:: Source document ::
Argentine Manuel Otero, a 66-year-old veterinarian, took office on Monday as Director General of IICA (Inter-American Institute of Cooperation for Agriculture), the principal agency in the Americas dedicated to the promotion of rural development.
After being sworn in, Otero stressed that a great opportunity lay before the Americas, including the least developed areas of the continent: that of becoming an even more important player in world trade and in ensuring the planet’s food and nutrition security.
Otero also observed that the continent’s agriculture and wealth of natural resources could serve as an excellent platform for “smart industrialisation” that would make it possible to achieve one of IICA’s main objectives: the well-being of rural dwellers, the key to food security.
“The Americas should be a huge factory for producing processed foods, bioenergy, probiotics, nutraceuticals and biomaterials. It is a question of smart industrialisation, based on biological resources and underpinned by science and technology, that promotes greater sectoral diversity, international competitiveness and the creation of employment,” Otero noted.
In this regard, he added that “the bioeconomy is a good example of that transforming vision aimed at promoting sustainable, smart production, drawing on the huge base of natural resources that we possess.”
Otero urged IICA, an institution of the Inter-American System founded 75 years ago, to work to demonstrate that agriculture is an essential part of the solution to a situation he described as ‘alarming,’ as “the food, population, energy and environmental crises pose a threat to hopes of a sustainable future.”
He also stated that IICA would focus its efforts on helping the countries to move beyond the “outdated vision” of agriculture as “an extractivist sector and a generator of primary goods,” and view it instead as “the biomass industry.”
According to the new head of IICA, such an approach would be a paradigm shift, with rural areas playing an active role that would allow them to become areas of progress, with new technologies and connectivity, “reversing the current vision that regards them as places that breed poverty and force their human resources to migrate.”
In Otero’s opinion, the new scenario creates major opportunities for “the 15 million small farmers in the Americas who work 400 million hectares of land and whose viability is under even greater threat due to the consequences of climate change.”
As he took over the reins of IICA, Otero also announced that he would work closely with the regional integration mechanisms, mentioning SICA (Central American Integration System), the Caribbean Community (CARICOM), the Organisation of Eastern Caribbean States (OECS) and the Andean Community of Nations in particular.
“I would also underscore the importance of Canada, the United States and Mexico, and, of course, MERCOSUR, whose level of productive and technological development could be tapped by developing complementary links with both Central America and the Caribbean, to build a continent that is more united and mutually supportive,” Otero remarked.
After referring to the implementation of new modalities of technical cooperation, underpinned by efficient and flexible practices involving decentralisation, collaborative work, integration into networks, a focus on processes and the mobilisation of human and institutional resources, Otero stressed that IICA should continue its “75 years of continuous, fruitful work,” and aim to build “a new future for the benefit of the stakeholders and institutions of the agrifood systems of the Americas.”
Reducing bureaucracy, modernising IICA’s governing bodies, debating the principal obstacles to cooperation for development and encouraging the active participation of the private sector should be the main areas of focus of the new stage on which the multilateral agency was embarking, Otero suggested.

:: The task ::
Could you write out the part of the IICA article starting with "Argentine Manuel Otero, a" and going on through "and nutrition security.", word for word? The listing here is drawn from a source unrelated to the IICA article.

:: Dataset entries ::

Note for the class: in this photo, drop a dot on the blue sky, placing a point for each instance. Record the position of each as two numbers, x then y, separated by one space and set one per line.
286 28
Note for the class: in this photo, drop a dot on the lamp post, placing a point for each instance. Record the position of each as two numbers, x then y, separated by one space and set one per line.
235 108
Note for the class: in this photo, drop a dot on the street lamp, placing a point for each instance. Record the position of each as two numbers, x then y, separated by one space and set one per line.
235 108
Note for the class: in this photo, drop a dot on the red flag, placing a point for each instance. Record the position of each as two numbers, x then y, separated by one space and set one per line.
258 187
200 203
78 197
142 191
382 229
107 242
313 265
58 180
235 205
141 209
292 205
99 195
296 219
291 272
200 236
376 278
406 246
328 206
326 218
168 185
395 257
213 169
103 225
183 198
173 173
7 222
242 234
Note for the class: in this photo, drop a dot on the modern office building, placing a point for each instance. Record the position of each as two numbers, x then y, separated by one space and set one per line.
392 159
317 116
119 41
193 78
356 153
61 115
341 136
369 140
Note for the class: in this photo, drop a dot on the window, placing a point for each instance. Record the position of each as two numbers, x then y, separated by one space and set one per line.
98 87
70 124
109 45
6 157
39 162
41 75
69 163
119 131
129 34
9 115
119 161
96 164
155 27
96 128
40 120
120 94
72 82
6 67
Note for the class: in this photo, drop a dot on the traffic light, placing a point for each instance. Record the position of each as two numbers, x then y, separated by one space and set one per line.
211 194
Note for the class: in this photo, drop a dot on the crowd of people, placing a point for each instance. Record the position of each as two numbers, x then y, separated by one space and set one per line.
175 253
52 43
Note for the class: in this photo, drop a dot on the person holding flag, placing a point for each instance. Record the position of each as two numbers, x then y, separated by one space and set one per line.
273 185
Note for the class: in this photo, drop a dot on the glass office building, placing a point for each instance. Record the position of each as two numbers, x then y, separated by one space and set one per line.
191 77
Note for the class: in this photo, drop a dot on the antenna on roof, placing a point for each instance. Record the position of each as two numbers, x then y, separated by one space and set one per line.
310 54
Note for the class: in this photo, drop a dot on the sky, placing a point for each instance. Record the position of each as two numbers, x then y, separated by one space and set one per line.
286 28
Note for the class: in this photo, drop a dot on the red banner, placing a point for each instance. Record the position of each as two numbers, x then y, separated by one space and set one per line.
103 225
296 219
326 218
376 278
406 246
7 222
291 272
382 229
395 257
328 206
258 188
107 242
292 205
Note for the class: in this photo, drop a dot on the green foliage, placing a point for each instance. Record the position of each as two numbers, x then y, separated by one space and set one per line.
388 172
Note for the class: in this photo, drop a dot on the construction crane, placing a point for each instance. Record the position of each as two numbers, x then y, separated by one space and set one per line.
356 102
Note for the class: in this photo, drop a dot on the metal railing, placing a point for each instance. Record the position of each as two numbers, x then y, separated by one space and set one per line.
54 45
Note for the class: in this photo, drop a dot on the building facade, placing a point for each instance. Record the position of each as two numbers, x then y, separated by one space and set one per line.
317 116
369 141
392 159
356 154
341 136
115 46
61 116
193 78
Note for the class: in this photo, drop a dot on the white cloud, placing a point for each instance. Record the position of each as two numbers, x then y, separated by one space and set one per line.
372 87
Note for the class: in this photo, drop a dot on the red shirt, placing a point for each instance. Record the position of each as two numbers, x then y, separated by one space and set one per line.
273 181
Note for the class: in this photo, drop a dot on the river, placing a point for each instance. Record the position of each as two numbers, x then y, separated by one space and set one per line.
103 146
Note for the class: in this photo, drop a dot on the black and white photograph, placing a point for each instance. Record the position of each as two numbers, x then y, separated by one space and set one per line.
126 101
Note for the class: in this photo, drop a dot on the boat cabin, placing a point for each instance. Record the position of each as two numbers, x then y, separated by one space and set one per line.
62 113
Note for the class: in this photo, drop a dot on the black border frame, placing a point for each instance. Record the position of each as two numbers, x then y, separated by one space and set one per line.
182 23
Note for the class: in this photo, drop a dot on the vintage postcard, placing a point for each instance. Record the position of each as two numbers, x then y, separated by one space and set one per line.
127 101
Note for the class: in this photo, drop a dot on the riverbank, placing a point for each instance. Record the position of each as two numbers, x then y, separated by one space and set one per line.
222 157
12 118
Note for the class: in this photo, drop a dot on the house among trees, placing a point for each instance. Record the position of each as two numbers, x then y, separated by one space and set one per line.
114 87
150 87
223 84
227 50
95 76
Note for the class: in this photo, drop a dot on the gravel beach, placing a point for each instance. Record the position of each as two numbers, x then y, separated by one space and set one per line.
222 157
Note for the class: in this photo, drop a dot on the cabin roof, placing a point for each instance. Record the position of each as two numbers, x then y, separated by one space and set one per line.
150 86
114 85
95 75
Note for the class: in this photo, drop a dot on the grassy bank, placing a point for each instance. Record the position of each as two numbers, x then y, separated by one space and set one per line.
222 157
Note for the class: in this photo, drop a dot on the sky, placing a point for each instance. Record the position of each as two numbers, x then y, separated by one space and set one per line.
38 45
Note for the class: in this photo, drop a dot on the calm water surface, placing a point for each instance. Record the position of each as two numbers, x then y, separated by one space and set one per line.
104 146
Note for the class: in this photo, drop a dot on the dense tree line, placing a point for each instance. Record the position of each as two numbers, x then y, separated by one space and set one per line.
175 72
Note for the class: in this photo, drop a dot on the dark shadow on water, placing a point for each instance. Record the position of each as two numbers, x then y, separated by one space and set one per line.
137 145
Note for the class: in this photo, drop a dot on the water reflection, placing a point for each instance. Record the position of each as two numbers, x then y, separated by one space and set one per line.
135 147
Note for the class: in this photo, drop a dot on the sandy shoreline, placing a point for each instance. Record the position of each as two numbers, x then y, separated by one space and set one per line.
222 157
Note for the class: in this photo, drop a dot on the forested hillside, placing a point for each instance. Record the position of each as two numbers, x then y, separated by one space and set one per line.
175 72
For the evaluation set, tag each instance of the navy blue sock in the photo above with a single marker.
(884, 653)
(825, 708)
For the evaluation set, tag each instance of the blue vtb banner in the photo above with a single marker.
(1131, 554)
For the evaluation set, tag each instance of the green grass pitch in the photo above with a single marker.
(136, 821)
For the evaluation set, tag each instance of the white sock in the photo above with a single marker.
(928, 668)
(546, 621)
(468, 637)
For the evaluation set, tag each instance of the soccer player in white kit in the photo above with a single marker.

:: Solution for this problem ::
Argentine Manuel Otero, a 66-year-old veterinarian, took office on Monday as Director General of IICA (Inter-American Institute of Cooperation for Agriculture), the principal agency in the Americas dedicated to the promotion of rural development.
After being sworn in, Otero stressed that a great opportunity lay before the Americas, including the least developed areas of the continent: that of becoming an even more important player in world trade and in ensuring the planet’s food and nutrition security.